Recorded data
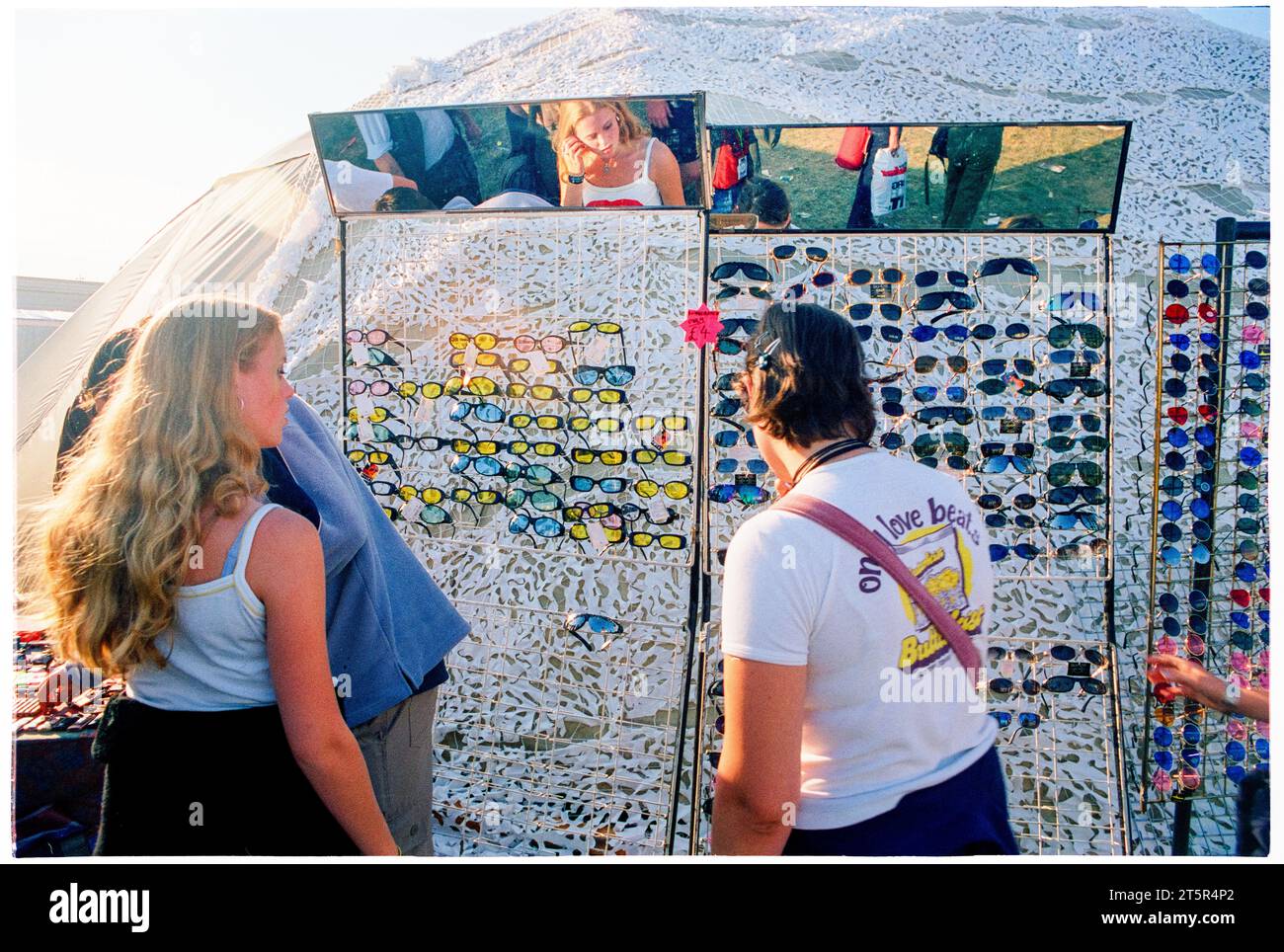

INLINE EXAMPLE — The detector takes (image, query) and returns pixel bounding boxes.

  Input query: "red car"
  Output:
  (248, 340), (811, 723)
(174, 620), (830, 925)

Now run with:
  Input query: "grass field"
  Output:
(759, 125), (1124, 231)
(318, 107), (1124, 231)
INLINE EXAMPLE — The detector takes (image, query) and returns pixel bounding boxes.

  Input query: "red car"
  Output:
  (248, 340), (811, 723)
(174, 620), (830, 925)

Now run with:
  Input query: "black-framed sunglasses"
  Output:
(976, 258), (1039, 279)
(709, 262), (775, 283)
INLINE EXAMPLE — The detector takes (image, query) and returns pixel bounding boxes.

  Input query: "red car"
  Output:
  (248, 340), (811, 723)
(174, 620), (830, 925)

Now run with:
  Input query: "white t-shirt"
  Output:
(722, 451), (998, 831)
(325, 159), (393, 211)
(352, 109), (454, 169)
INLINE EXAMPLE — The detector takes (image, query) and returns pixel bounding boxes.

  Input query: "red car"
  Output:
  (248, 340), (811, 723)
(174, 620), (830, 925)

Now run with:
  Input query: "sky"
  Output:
(14, 8), (1268, 287)
(16, 8), (557, 281)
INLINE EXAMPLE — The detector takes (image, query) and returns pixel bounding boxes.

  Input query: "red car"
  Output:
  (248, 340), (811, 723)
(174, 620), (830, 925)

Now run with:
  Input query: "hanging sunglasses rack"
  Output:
(687, 233), (1129, 853)
(1140, 229), (1270, 854)
(703, 233), (1113, 582)
(339, 211), (703, 854)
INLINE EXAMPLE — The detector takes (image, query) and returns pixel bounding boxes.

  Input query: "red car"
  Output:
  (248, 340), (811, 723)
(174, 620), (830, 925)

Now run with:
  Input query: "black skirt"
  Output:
(94, 696), (359, 856)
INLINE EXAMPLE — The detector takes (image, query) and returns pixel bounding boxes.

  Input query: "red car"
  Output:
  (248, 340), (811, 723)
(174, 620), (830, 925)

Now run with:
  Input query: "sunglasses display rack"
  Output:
(687, 233), (1127, 854)
(705, 235), (1112, 580)
(434, 601), (687, 856)
(693, 625), (1126, 856)
(1138, 240), (1270, 826)
(341, 211), (702, 854)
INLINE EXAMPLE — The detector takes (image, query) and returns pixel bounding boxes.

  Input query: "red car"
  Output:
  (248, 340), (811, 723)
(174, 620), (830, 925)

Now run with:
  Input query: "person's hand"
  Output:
(562, 134), (598, 176)
(646, 99), (669, 128)
(1146, 655), (1232, 713)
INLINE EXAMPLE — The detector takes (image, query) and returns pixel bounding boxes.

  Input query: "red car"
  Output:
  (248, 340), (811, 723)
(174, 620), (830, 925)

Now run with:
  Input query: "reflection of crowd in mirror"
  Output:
(847, 125), (903, 231)
(354, 109), (482, 207)
(933, 125), (1003, 231)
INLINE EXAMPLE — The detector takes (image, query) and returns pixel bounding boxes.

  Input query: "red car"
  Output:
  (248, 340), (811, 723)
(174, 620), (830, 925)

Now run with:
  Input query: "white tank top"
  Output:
(582, 138), (664, 207)
(124, 503), (280, 711)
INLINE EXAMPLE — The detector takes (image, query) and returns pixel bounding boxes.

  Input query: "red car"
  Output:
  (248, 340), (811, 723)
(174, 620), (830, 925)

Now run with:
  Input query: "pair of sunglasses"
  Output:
(709, 482), (770, 506)
(1168, 252), (1217, 275)
(847, 269), (906, 287)
(847, 301), (904, 321)
(915, 270), (972, 287)
(709, 262), (775, 283)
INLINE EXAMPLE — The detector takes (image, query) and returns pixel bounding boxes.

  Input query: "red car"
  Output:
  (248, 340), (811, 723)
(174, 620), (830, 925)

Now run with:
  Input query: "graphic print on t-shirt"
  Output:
(876, 499), (985, 673)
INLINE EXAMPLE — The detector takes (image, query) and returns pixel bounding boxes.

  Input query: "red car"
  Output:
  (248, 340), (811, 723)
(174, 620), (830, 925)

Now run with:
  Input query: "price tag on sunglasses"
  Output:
(646, 493), (669, 522)
(579, 331), (620, 367)
(585, 522), (611, 552)
(415, 396), (436, 424)
(352, 390), (375, 417)
(727, 442), (758, 463)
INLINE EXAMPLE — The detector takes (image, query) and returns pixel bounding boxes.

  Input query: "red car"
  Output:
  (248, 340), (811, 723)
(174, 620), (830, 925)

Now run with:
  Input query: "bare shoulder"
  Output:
(245, 507), (322, 595)
(254, 506), (320, 549)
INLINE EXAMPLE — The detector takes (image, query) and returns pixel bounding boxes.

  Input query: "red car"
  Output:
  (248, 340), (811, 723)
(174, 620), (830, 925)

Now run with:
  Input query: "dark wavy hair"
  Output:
(746, 301), (874, 446)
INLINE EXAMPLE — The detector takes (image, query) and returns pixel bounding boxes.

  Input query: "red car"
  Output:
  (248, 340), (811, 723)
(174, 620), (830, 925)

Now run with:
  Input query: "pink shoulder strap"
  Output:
(771, 493), (981, 676)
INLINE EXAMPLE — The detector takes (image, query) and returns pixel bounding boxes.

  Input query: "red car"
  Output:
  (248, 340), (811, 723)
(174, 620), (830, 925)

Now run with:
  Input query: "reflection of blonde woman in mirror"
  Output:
(553, 99), (683, 207)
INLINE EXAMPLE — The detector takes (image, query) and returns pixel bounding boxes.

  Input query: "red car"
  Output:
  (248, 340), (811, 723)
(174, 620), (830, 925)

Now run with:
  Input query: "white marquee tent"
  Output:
(17, 8), (1268, 852)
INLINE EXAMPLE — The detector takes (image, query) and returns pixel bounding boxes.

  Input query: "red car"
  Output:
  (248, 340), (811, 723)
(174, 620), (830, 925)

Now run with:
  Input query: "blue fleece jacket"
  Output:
(280, 396), (469, 728)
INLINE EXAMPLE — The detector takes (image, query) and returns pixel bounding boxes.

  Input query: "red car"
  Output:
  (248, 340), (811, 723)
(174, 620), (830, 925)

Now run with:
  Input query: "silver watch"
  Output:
(1223, 677), (1242, 707)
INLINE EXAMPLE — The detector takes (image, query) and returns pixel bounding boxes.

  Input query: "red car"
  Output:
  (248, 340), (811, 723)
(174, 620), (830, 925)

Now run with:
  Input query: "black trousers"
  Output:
(94, 696), (357, 856)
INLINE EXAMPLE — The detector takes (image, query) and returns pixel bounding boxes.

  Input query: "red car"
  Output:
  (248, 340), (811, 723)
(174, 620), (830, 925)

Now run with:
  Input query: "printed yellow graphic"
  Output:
(893, 522), (985, 671)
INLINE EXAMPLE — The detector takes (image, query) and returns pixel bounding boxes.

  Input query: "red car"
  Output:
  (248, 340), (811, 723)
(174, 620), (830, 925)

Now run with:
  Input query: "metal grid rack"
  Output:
(688, 232), (1127, 853)
(342, 211), (702, 854)
(703, 233), (1113, 580)
(434, 601), (687, 854)
(1138, 234), (1270, 826)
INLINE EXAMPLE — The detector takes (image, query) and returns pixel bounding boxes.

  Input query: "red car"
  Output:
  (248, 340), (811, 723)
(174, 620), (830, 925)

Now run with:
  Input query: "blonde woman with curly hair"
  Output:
(553, 99), (684, 207)
(34, 300), (397, 854)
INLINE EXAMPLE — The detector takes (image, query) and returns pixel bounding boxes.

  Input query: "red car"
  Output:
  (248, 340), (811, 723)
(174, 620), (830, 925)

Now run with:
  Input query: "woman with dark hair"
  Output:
(713, 304), (1015, 856)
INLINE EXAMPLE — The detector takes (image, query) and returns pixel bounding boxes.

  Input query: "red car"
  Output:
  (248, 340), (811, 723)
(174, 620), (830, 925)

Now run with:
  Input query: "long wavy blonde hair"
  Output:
(27, 299), (280, 674)
(553, 99), (647, 182)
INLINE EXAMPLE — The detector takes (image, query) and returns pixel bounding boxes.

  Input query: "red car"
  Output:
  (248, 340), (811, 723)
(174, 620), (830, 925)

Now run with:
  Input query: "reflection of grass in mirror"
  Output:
(759, 125), (1124, 231)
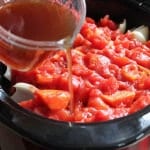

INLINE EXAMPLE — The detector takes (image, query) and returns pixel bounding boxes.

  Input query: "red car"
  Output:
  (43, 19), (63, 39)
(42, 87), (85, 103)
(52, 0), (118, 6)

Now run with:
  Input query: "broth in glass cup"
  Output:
(0, 0), (86, 71)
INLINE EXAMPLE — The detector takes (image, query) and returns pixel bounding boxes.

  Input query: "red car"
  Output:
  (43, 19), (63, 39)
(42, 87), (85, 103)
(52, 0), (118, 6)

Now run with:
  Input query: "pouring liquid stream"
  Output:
(0, 0), (77, 113)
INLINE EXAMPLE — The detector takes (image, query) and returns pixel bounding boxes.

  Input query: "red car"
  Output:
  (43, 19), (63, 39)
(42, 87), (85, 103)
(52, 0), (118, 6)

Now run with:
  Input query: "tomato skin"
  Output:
(12, 15), (150, 123)
(35, 90), (71, 110)
(101, 90), (135, 108)
(88, 97), (110, 110)
(129, 94), (150, 114)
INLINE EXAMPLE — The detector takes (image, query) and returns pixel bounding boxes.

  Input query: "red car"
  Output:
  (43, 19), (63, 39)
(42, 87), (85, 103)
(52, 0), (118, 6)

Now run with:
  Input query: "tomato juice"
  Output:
(0, 0), (77, 71)
(12, 16), (150, 123)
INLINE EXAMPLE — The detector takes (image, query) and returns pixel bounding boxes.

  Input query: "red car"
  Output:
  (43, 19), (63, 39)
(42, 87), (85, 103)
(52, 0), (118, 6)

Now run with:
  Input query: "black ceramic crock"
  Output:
(0, 0), (150, 150)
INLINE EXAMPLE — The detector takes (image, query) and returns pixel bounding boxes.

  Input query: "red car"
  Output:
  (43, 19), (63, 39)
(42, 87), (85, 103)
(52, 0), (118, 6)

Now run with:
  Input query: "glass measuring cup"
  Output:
(0, 0), (86, 71)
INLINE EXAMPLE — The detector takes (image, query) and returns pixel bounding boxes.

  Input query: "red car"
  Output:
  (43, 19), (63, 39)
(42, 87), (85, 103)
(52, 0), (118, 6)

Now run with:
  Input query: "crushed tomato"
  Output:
(12, 16), (150, 122)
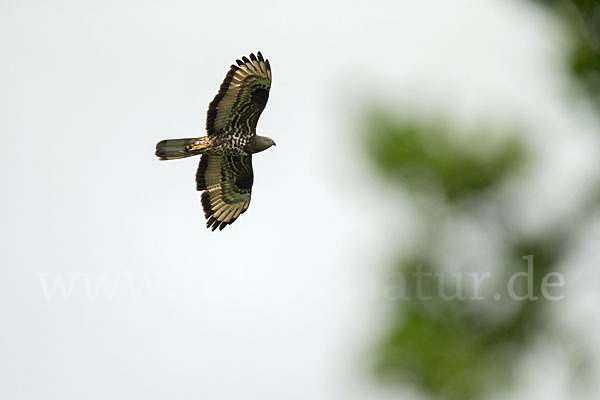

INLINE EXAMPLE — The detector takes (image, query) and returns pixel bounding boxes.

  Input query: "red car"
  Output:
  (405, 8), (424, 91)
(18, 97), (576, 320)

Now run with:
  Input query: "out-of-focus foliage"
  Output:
(364, 113), (588, 400)
(534, 0), (600, 108)
(366, 112), (524, 201)
(363, 0), (600, 400)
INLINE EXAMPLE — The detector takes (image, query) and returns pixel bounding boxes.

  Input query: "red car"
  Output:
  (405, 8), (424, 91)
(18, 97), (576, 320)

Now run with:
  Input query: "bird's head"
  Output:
(251, 135), (277, 153)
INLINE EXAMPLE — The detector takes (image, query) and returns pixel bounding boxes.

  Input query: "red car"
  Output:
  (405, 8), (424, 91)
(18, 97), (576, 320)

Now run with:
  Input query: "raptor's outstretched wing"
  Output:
(206, 51), (271, 136)
(196, 154), (254, 231)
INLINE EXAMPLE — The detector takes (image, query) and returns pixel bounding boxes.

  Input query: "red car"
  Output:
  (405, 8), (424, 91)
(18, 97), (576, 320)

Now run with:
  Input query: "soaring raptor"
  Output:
(156, 52), (275, 231)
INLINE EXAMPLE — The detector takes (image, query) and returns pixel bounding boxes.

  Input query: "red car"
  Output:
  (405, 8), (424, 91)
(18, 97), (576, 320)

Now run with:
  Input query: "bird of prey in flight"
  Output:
(156, 52), (275, 231)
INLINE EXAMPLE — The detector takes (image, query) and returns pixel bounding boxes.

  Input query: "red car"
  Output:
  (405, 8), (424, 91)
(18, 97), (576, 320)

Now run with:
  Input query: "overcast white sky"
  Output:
(0, 0), (600, 400)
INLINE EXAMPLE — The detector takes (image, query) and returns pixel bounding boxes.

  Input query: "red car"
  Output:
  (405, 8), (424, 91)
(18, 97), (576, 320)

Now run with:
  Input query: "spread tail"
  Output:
(156, 138), (207, 160)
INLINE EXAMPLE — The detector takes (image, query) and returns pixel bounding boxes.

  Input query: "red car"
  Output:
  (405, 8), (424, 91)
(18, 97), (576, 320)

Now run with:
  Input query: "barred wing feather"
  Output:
(206, 52), (271, 136)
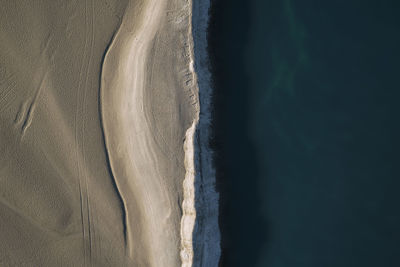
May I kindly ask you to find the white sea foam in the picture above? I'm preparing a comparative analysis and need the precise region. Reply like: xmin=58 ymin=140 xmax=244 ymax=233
xmin=181 ymin=0 xmax=221 ymax=267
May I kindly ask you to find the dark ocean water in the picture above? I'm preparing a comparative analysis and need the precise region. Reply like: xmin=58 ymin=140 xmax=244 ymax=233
xmin=209 ymin=0 xmax=400 ymax=267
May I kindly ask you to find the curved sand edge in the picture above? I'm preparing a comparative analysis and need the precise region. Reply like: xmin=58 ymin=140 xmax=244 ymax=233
xmin=101 ymin=1 xmax=208 ymax=266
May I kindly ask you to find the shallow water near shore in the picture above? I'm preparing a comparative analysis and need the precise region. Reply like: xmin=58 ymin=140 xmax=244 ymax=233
xmin=209 ymin=0 xmax=400 ymax=267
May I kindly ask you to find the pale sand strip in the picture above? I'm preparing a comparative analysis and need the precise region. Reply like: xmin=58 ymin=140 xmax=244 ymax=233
xmin=0 ymin=0 xmax=216 ymax=267
xmin=101 ymin=0 xmax=198 ymax=266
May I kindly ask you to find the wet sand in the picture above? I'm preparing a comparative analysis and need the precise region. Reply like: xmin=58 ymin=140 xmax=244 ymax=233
xmin=0 ymin=0 xmax=205 ymax=266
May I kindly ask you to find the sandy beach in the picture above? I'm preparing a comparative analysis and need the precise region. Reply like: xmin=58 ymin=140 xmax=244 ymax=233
xmin=0 ymin=0 xmax=217 ymax=266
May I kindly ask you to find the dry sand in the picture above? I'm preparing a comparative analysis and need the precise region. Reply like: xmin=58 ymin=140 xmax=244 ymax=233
xmin=0 ymin=0 xmax=206 ymax=267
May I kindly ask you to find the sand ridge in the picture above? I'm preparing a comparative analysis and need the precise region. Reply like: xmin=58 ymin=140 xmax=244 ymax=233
xmin=0 ymin=0 xmax=199 ymax=266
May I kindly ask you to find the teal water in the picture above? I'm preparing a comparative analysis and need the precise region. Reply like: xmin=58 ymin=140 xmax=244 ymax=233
xmin=209 ymin=0 xmax=400 ymax=267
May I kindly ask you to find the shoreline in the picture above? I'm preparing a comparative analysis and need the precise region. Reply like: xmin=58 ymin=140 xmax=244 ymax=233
xmin=191 ymin=0 xmax=221 ymax=266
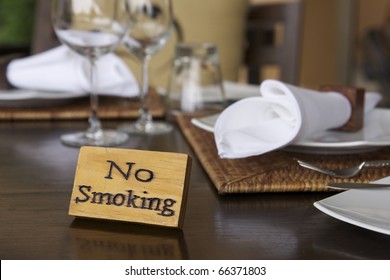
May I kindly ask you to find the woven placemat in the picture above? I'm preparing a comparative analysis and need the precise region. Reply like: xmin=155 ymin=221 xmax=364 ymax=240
xmin=178 ymin=116 xmax=390 ymax=194
xmin=0 ymin=91 xmax=164 ymax=120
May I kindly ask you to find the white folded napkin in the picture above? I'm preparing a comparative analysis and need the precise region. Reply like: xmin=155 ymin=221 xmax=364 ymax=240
xmin=214 ymin=80 xmax=381 ymax=158
xmin=7 ymin=45 xmax=139 ymax=97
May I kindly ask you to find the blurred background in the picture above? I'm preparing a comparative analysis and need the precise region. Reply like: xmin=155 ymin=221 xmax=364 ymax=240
xmin=0 ymin=0 xmax=390 ymax=106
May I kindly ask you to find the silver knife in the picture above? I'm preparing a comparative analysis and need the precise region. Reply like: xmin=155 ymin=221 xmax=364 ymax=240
xmin=327 ymin=183 xmax=390 ymax=190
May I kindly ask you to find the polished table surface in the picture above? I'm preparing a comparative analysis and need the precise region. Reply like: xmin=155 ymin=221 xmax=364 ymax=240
xmin=0 ymin=121 xmax=390 ymax=259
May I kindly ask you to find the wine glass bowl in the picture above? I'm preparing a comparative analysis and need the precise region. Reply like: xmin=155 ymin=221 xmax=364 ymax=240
xmin=119 ymin=0 xmax=173 ymax=134
xmin=52 ymin=0 xmax=130 ymax=147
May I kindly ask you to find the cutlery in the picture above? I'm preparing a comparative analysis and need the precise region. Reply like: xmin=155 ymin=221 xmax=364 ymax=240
xmin=297 ymin=160 xmax=390 ymax=178
xmin=326 ymin=183 xmax=390 ymax=190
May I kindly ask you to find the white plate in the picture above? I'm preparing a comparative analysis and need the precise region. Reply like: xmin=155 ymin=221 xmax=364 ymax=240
xmin=192 ymin=108 xmax=390 ymax=154
xmin=314 ymin=177 xmax=390 ymax=235
xmin=0 ymin=89 xmax=88 ymax=107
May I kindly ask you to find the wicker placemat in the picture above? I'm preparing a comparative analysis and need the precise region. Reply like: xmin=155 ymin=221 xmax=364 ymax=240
xmin=178 ymin=116 xmax=390 ymax=194
xmin=0 ymin=91 xmax=164 ymax=120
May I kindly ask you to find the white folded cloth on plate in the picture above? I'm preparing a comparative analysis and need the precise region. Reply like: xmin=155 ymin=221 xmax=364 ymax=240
xmin=7 ymin=45 xmax=139 ymax=97
xmin=214 ymin=80 xmax=381 ymax=158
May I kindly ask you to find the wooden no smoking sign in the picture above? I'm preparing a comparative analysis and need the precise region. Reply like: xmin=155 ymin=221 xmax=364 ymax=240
xmin=69 ymin=147 xmax=191 ymax=228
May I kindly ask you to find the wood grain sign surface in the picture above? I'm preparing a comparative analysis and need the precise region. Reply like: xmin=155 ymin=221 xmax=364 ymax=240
xmin=69 ymin=147 xmax=191 ymax=228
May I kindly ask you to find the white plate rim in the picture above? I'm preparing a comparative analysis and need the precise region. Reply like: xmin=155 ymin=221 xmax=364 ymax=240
xmin=313 ymin=177 xmax=390 ymax=235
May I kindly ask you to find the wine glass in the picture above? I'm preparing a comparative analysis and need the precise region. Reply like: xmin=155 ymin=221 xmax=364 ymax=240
xmin=52 ymin=0 xmax=130 ymax=147
xmin=119 ymin=0 xmax=173 ymax=134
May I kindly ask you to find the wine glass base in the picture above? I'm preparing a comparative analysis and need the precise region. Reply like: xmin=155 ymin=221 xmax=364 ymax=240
xmin=61 ymin=130 xmax=129 ymax=147
xmin=118 ymin=121 xmax=173 ymax=135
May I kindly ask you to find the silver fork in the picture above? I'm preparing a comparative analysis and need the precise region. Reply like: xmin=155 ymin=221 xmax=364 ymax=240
xmin=297 ymin=160 xmax=390 ymax=178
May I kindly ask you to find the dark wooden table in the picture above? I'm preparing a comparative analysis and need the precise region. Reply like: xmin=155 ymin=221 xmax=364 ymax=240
xmin=0 ymin=121 xmax=390 ymax=259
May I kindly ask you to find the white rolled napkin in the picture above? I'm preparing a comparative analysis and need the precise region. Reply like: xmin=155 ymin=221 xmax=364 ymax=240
xmin=214 ymin=80 xmax=381 ymax=158
xmin=7 ymin=45 xmax=139 ymax=97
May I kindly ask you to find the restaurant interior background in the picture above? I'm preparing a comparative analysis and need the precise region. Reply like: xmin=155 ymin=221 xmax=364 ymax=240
xmin=0 ymin=0 xmax=390 ymax=106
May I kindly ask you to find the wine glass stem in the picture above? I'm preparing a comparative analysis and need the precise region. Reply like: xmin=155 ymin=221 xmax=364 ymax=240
xmin=86 ymin=58 xmax=102 ymax=139
xmin=137 ymin=55 xmax=152 ymax=128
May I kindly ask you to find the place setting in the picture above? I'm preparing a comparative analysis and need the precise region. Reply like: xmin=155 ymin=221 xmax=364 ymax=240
xmin=172 ymin=74 xmax=390 ymax=234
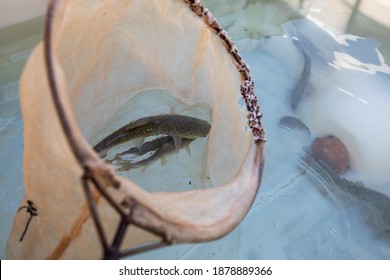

▸ **Required task**: Arrange the data above as a JSON list of strings, one string per line and no blank lines. Cover only the part from the start of the data through the line containing "(352, 109), (454, 169)", both ends included, and leave out the pictures.

▸ **Written reply**:
[
  "INLINE EXAMPLE — The detector takes (image, query) and returns pixel bounding boxes.",
  "  Input query: \"red car\"",
  "  Output:",
  "  (248, 340), (811, 723)",
  "(174, 620), (830, 925)",
  "Now run with:",
  "  Input query: \"grass field\"",
  "  Output:",
  "(759, 125), (1124, 231)",
  "(318, 107), (1124, 231)",
  "INLINE EXAMPLE — The detector takes (image, query) and returns pixel bounding boxes.",
  "  Input query: \"red car\"",
  "  Output:",
  "  (248, 340), (811, 723)",
  "(174, 620), (830, 925)",
  "Now run with:",
  "  Input query: \"black-framed sunglasses\"",
  "  Output:",
  "(976, 258), (1039, 279)",
  "(709, 262), (775, 283)",
  "INLINE EXAMPLE — The detector takes (image, query) and returns pixel bounding boxes.",
  "  Input query: \"red car\"",
  "  Output:",
  "  (248, 340), (811, 723)",
  "(174, 620), (830, 925)",
  "Now run with:",
  "  Input query: \"white t-shirt\"",
  "  Output:",
  "(722, 451), (998, 831)",
  "(325, 159), (393, 211)",
  "(352, 109), (454, 169)"
]